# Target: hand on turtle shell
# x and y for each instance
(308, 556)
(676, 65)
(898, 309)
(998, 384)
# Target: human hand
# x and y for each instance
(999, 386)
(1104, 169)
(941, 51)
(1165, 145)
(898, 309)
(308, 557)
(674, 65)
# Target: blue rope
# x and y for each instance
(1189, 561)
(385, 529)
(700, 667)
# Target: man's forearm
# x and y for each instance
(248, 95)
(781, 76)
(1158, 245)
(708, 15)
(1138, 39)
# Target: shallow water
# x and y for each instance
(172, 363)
...
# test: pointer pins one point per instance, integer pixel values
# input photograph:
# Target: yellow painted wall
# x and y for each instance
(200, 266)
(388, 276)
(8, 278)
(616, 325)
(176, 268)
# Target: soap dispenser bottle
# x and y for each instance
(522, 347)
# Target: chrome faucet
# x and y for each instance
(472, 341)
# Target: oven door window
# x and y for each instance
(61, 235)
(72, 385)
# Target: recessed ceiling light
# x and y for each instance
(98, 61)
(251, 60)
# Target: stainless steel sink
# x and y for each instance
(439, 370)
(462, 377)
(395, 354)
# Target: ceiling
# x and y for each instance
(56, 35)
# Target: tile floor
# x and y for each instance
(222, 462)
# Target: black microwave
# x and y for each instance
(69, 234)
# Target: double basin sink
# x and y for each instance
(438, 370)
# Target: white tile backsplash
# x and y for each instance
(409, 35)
--
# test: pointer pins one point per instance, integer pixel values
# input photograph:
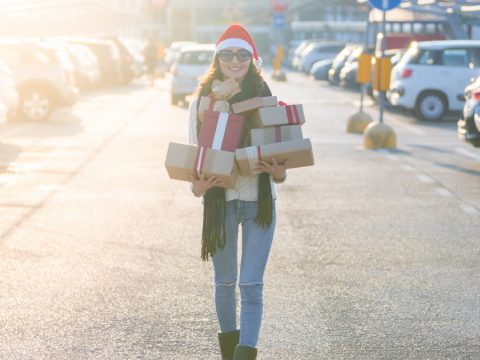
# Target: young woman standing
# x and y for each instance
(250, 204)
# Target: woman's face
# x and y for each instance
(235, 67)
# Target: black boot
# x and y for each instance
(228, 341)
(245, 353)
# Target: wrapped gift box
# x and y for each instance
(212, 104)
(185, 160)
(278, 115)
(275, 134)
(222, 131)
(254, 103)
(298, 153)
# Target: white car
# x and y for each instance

Task directions:
State how many lines of the records contain the string "woman". Reply with the number alone.

Task answer:
2